[[ SOURCE DATA, beginning ]]

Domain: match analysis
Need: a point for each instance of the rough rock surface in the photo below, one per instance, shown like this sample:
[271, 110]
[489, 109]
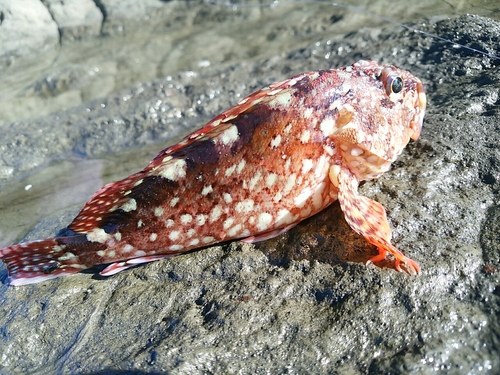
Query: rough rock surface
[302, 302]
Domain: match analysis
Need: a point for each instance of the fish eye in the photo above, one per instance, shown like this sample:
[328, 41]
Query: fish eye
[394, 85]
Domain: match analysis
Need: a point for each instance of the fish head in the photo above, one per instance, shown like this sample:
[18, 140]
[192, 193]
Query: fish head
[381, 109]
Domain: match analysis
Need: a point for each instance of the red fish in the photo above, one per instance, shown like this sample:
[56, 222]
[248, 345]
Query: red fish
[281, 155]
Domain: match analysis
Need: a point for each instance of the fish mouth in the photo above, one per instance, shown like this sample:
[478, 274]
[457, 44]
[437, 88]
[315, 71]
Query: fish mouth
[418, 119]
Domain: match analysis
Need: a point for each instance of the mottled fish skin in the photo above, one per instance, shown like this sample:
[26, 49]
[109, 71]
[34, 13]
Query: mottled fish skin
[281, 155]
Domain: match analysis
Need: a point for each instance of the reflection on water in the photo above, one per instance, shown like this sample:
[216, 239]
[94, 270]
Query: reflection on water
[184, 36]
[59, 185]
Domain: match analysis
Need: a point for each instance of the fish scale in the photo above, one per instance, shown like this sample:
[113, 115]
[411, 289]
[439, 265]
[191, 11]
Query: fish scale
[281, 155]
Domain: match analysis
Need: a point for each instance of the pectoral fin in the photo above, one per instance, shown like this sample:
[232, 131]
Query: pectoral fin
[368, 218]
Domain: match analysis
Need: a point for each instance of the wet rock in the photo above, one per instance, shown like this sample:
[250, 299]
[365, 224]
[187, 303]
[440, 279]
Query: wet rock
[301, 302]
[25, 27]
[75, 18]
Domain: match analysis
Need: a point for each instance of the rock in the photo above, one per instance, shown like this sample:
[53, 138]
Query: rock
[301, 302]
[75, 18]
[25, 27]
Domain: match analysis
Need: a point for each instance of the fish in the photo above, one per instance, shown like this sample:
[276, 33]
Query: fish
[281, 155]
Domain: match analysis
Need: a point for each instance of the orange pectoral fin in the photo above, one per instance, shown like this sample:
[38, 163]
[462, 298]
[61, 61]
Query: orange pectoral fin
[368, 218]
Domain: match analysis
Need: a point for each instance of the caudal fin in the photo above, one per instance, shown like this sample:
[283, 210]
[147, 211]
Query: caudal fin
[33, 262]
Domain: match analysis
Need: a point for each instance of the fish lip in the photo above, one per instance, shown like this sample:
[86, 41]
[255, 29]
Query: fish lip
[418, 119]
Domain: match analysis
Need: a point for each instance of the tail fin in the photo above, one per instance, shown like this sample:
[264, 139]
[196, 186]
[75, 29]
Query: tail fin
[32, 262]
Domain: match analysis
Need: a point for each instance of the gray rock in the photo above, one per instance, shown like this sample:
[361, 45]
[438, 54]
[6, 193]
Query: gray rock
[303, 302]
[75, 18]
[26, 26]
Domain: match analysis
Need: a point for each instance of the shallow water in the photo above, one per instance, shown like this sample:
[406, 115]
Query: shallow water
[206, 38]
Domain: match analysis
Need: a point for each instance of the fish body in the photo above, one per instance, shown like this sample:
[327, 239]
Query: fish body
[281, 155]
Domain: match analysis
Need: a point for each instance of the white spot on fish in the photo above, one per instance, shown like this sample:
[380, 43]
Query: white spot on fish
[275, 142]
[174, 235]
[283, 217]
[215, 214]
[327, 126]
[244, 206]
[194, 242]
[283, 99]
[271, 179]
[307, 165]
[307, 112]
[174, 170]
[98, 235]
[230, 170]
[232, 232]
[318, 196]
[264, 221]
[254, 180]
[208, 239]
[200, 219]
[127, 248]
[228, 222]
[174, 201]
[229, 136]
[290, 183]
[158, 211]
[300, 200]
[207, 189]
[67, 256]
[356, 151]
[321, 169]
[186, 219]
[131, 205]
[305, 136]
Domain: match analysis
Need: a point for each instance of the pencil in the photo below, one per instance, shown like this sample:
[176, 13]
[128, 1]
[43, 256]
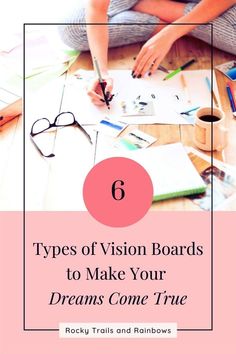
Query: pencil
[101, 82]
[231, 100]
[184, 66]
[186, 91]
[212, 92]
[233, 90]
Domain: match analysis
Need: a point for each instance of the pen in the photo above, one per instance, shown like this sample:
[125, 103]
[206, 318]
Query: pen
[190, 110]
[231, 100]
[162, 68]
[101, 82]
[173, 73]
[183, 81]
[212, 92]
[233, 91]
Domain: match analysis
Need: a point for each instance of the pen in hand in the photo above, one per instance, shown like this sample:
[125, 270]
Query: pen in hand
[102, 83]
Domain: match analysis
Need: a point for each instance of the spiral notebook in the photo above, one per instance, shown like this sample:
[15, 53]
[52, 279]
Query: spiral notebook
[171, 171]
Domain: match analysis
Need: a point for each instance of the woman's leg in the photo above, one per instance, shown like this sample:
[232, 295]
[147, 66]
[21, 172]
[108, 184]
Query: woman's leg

[[ SOURCE DATA, end ]]

WHAT YOU NEED TO DO
Please repeat every line from the listing above exactly as it appears. Drop the pictures.

EXERCISE RESPONSE
Domain: match analysis
Need: a point for each instance of the rough rock surface in the photo below, one per instance, shown like this sample:
[271, 110]
[489, 109]
Query: rough rock surface
[302, 302]
Domain: match analysis
Need: a point for each instance of the fish eye in the photo above, one per instance, shown like this sample:
[328, 41]
Query: fish eye
[394, 85]
Domain: match analysis
Need: a point for each instance of the fish head in the photo above, one per instance, shown like this sample:
[18, 140]
[192, 193]
Query: fish head
[381, 109]
Domain: match analysis
Need: a point for each instance of the red fish in the photo above, one per instance, shown like this sample:
[56, 222]
[248, 345]
Query: red fish
[281, 155]
Domain: match analysis
Need: a point for each instance of the fish mouth in the photo above, one per instance, shown like this sample:
[478, 274]
[457, 44]
[437, 88]
[315, 71]
Query: fish mouth
[418, 119]
Domain: match analysis
Need: a point for each instance of the mottled fish skin in the photo above, one per instance, shown like this sample:
[26, 49]
[109, 71]
[34, 13]
Query: mottled fish skin
[281, 155]
Domain: match analysis
Need: a point for each instance of the reflection on water in the photo above, one per instance, shown like this sample:
[216, 239]
[94, 270]
Query: reflection on water
[184, 36]
[59, 185]
Domain: match analysis
Need: a point for each instance of the fish scale in the photo above, one per instance, shown like this sample:
[113, 115]
[411, 289]
[439, 265]
[191, 11]
Query: fish scale
[281, 155]
Domain: match analysis
Need: a point for each instance of the pectoral fin in the photo above, one per instance, shown like this sample:
[232, 131]
Query: pectoral fin
[368, 218]
Domain: match analysis
Need: a point for each instance of the wet rock in the photo above, one per instance, shown like this sample:
[250, 299]
[365, 224]
[187, 303]
[440, 279]
Query: wet rock
[301, 302]
[25, 27]
[75, 18]
Domain: match analysis
Need: a point for each instance of the rock in the photo above, one per instance, shown like this sample:
[53, 138]
Query: rock
[301, 302]
[75, 18]
[25, 27]
Domain: match analysis
Need: a point for each instance of the fish in the photo above, one per instance, shown like this sample:
[276, 33]
Query: fish
[281, 155]
Domain: match analysis
Need: a point for each instance of the orange pectoral fin in the photo above, one per instance, shown like this sample:
[38, 163]
[462, 298]
[61, 61]
Query: orange pectoral fin
[368, 218]
Domain: match analysis
Need: a point for each instance of the caudal fin in the photo above, one per instance, shown like this sample:
[283, 210]
[147, 211]
Query: caudal fin
[33, 262]
Domain: match analysis
Need: a point for each instance of the fish lip in the photo above, one per instance, shown like this sample:
[86, 41]
[255, 29]
Query: fish lip
[418, 119]
Domain: match analysis
Need: a point for each instance of the tail fin in the photo above, one per instance, shown like this sample:
[264, 139]
[196, 186]
[75, 29]
Query: tail fin
[32, 262]
Domain: match analysis
Need: a point for each instance of the gray rock in the photo above, one per instance, shown like this sample:
[361, 45]
[438, 54]
[6, 193]
Query: gray rock
[303, 302]
[75, 18]
[26, 26]
Domain: match analysis
Need: a point for each instance of the shallow water in the photo above, one per instance, shown like this sample:
[406, 115]
Query: shallow water
[206, 38]
Domain: match analysis
Need: a point for each instance of the fish body in the photo above, one per instance, shown like this sample:
[327, 239]
Query: fish body
[281, 155]
Domain: match analysis
Need: a point for each instance of the white spot on fish in the photo above, one per instance, shown like this sample:
[380, 43]
Query: white spot on fish
[275, 142]
[174, 235]
[283, 217]
[215, 214]
[327, 126]
[244, 206]
[194, 242]
[283, 99]
[271, 179]
[307, 165]
[307, 112]
[174, 170]
[98, 235]
[230, 170]
[232, 232]
[318, 196]
[264, 221]
[254, 180]
[208, 239]
[200, 219]
[127, 248]
[228, 222]
[174, 201]
[229, 136]
[290, 183]
[158, 211]
[300, 200]
[207, 189]
[67, 256]
[356, 151]
[321, 169]
[186, 219]
[131, 205]
[305, 136]
Domain: match analysis
Need: a point for each instance of the pencil in the photo below, one per instance, shown like this sample:
[176, 13]
[128, 1]
[43, 256]
Query: pencil
[101, 82]
[231, 100]
[184, 66]
[186, 91]
[212, 92]
[233, 90]
Domain: match analysis
Need: a point for each instance of the pen in the photo above, one per instance, shown like this sample:
[125, 103]
[206, 318]
Query: pen
[190, 110]
[231, 100]
[162, 68]
[101, 82]
[173, 73]
[183, 81]
[212, 92]
[233, 91]
Domain: match analysis
Need: a point for each instance of the pen in hand in the photo above, one per instance, shown like this sample:
[125, 270]
Query: pen in hand
[102, 83]
Domain: match analysis
Need: a point for each instance of the spiral notebook in the photo above, one per instance, shown like this sample:
[15, 53]
[52, 279]
Query: spiral notebook
[171, 171]
Domain: match analysis
Need: a point for each instance of the woman's leg in the photo above, one per instance, shown like this sample:
[232, 295]
[147, 66]
[21, 172]
[108, 184]
Query: woman's leg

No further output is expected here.